— Start The records —

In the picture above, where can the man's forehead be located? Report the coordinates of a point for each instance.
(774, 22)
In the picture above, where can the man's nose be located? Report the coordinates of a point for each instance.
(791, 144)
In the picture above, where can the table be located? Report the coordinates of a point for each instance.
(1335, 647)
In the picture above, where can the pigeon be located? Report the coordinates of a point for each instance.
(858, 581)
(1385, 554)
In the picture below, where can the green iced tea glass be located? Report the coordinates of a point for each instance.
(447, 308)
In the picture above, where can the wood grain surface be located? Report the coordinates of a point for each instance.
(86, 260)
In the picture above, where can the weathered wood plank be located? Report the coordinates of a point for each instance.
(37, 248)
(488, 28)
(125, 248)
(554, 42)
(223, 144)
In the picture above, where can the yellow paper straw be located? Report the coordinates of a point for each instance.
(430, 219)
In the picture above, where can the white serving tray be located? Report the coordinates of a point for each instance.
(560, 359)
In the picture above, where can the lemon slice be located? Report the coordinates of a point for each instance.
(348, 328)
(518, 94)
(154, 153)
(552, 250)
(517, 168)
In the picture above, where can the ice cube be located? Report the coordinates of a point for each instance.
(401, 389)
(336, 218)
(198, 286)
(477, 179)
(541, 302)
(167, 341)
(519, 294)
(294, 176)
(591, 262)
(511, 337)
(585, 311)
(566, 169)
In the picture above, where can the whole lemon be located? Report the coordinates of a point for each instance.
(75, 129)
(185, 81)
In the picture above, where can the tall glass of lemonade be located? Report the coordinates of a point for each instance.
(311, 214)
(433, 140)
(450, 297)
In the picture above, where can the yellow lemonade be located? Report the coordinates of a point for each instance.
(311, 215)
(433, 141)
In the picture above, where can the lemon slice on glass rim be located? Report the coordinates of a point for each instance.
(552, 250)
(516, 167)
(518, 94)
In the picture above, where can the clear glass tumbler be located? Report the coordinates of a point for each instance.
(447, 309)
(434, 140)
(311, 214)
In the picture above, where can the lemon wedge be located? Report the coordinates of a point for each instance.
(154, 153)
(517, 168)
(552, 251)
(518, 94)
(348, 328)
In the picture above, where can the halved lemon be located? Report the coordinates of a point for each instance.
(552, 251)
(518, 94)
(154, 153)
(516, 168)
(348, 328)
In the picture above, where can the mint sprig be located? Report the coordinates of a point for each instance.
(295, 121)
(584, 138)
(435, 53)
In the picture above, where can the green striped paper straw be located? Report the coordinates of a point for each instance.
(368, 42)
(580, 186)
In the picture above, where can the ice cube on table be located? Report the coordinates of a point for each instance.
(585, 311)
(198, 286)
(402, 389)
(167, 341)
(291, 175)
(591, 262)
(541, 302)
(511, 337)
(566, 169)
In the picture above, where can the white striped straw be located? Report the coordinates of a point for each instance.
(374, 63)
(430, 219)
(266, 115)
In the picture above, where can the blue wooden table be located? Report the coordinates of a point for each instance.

— End The records —

Copy the stretch from the start of the data above through the line containing "(1385, 554)", swapping "pigeon" for "sparrow" and leaving everything else unchanged.

# The solution
In the picture above, where can the man's forehead be located? Report the coordinates of a point for each instance.
(774, 22)
In the picture above, where can the man's nose be located? Report the coordinates of a point for each instance.
(791, 144)
In the picture above, where can the table be located? Report the coordinates of a point for each instance.
(1335, 647)
In the picture above, where can the sparrow be located? Report the coordinates of a point for each instance.
(858, 581)
(1385, 554)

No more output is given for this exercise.